Work request:
Word for word, restate every record.

Segment Start: Given data

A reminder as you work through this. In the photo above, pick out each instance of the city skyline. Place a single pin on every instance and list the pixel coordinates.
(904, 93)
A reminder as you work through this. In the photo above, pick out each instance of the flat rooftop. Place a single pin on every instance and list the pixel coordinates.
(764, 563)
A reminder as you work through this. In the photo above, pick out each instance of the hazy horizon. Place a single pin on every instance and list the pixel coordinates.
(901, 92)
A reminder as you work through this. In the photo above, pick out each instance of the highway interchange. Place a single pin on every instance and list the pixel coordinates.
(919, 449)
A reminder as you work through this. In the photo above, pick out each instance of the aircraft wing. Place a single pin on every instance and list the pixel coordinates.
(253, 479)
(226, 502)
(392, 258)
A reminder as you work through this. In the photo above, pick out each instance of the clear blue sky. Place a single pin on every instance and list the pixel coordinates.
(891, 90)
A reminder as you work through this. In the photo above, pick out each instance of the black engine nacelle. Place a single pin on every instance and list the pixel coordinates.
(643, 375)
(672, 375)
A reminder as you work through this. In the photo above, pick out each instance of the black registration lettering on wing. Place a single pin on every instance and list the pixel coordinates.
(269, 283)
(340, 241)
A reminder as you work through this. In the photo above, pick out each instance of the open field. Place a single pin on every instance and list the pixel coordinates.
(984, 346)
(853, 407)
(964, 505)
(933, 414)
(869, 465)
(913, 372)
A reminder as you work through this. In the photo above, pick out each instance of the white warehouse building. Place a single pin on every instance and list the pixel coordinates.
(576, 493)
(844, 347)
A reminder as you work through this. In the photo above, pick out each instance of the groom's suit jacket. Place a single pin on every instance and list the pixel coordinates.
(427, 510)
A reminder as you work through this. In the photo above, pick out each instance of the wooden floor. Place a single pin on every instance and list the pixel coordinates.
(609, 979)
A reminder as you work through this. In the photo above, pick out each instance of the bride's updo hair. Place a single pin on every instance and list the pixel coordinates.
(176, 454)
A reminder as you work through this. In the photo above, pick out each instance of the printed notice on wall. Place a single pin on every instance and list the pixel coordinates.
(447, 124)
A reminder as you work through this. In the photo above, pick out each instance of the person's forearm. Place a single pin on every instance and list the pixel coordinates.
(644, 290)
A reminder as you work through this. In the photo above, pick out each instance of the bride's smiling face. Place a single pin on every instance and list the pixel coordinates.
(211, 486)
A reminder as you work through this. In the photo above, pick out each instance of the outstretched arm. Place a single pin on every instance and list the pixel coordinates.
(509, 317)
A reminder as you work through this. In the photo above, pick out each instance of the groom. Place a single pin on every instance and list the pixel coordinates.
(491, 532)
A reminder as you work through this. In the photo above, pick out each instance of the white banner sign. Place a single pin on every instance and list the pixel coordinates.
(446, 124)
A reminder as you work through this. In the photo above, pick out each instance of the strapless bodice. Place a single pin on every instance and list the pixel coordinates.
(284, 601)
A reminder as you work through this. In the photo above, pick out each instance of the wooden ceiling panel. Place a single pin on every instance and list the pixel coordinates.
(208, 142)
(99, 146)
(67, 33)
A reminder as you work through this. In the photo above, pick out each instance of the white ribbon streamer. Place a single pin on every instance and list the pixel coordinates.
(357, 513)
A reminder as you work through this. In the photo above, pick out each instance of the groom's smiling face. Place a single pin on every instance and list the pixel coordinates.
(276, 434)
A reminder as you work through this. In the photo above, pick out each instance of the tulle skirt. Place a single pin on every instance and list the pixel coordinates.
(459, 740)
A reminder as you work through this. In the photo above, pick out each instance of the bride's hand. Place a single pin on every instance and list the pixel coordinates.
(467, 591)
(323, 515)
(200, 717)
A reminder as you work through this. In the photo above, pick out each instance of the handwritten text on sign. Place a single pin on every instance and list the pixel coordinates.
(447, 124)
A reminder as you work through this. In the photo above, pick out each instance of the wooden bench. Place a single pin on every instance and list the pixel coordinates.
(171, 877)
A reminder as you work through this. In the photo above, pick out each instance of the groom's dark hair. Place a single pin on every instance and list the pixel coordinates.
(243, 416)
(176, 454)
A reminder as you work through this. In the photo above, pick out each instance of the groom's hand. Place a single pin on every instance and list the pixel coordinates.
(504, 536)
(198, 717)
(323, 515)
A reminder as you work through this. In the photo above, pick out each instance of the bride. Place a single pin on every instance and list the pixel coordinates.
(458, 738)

Segment End: Given data

Expected output:
A reminder as you work through this. In the photo above, pick out each instance of the city skyline. Place a single pin on every instance and list the pixel coordinates.
(904, 93)
A reminder as you work through this. In the photo above, pick out each instance of the flat rooftop. Place a single pin on every instance and list the pixel coordinates.
(764, 563)
A reminder as you work through this. In the photo above, pick out each instance of the hazy horizon. Place a single pin on every instance and list the pixel coordinates.
(901, 92)
A reminder as you work through this. In the photo above, pick out each instance of the highway interchange. Place a single pin on every instance and list the pixel coordinates.
(919, 449)
A reminder as you work through this. In the photo above, pick out each instance of the aircraft wing. Place a single pin on every instance and list the pixel coordinates.
(253, 479)
(226, 502)
(392, 258)
A reminder as you work through this. In the photo above, pick out each instance of the clear blue sky. Place a single pin on every instance and list the pixel coordinates.
(891, 90)
A reminder as you work through this. In the photo above, pick out each instance of the black engine nacelle. Place a single pin on every instance and list the pixel coordinates.
(643, 375)
(672, 375)
A reminder as you work through this. In the photo above, pick out each instance of the black registration lettering on wing. Place a single pin on every instance and list the pixel coordinates.
(269, 283)
(340, 241)
A reminder as you work through this. In the photo above, pick out each instance of the open field. Place a single pin on every instance and list the pixel coordinates.
(984, 346)
(853, 407)
(964, 505)
(933, 414)
(869, 465)
(913, 372)
A reminder as you work through this. In the photo above, pick out each instance of the white warehouse building. Place a single pin on every instance and list the pixel coordinates.
(576, 493)
(844, 347)
A reminder as you work through this. In the photo above, pick out each instance of the groom's suit jacket. Place a single pin on every instance and list the pixel coordinates.
(427, 510)
A reminder as you work through this. In the photo above, pick out each instance of the wooden floor. Place a single pin on every instance and list the pixel coordinates.
(609, 979)
A reminder as you work through this. In the photo above, pick out each instance of the bride's updo hair. Place a single pin on every instance and list the pixel coordinates.
(176, 454)
A reminder as you work through this. In the photo above, pick out each instance of the printed notice on wall. Place a single pin on every instance and list the pixel coordinates.
(447, 124)
A reminder as you work through this. In the photo above, pick out each instance of the person's forearm. Place a single pin on every instance and list the pixel coordinates.
(644, 290)
A reminder as you work through this. In the photo above, pick out each instance of the bride's smiling face. Place a single pin on every instance and list the pixel coordinates.
(211, 486)
A reminder as you work through this. In the photo above, pick out each instance of the outstretched arm. Place a single pin on every instance and list the pixel coordinates.
(509, 317)
A reminder as you work through this. In the photo above, pick out each instance of the groom. Place a single pin on every instance and list the pixel coordinates.
(491, 532)
A reminder as you work through this. In the photo above, pick out each instance of the white banner sign. Place a single pin on every instance and list the pixel coordinates.
(446, 124)
A reminder as you work through this. In the photo above, pick out each instance of the strapless bodice. Place a single pin on every instance and list the pixel coordinates.
(284, 601)
A reminder as you work through this. In the photo above, pick out each instance of the wooden ceiling panel. Place a single pin on every instance and list the pixel coordinates.
(208, 142)
(99, 146)
(67, 33)
A reminder as you work through this. In the photo above, pick out each instance of the white ribbon streamer. Place a single pin on every instance and list the pixel coordinates.
(357, 513)
A reminder as you work through this. In the photo above, pick out each instance of the groom's smiling face. Place a single pin on every instance and list the pixel coordinates.
(276, 434)
A reminder as you work through this. In the photo above, pick out each instance of the tulle skirt. Place a single pin on every instance and list the pixel coordinates.
(459, 740)
A reminder as you work through this. In the photo above, pick out each instance of the bride's hand. Place a single pin on every instance and list the pixel coordinates.
(467, 591)
(323, 515)
(200, 717)
A reminder as you work through this. In the photo above, pick out each instance of the handwritten text on sign. Place a single pin on every instance and list the pixel coordinates.
(447, 124)
A reminder as you work through this. In the photo above, pick out each instance of the wooden bench. Place a single pin on every instance and list the pixel coordinates.
(171, 877)
A reminder as you work through this. In the photo above, pick out each instance of the groom's dark hair. Place a single pin on every instance and list the pixel coordinates.
(243, 416)
(176, 454)
A reminder as you work through this. In the photo above, pick out each instance of the groom's hand. Place a single pin on every instance and list the pixel coordinates.
(504, 536)
(198, 717)
(323, 515)
A reminder as you work through this. In the photo above, pick out each instance of the bride. Place a single pin on every instance and list the pixel coordinates.
(458, 738)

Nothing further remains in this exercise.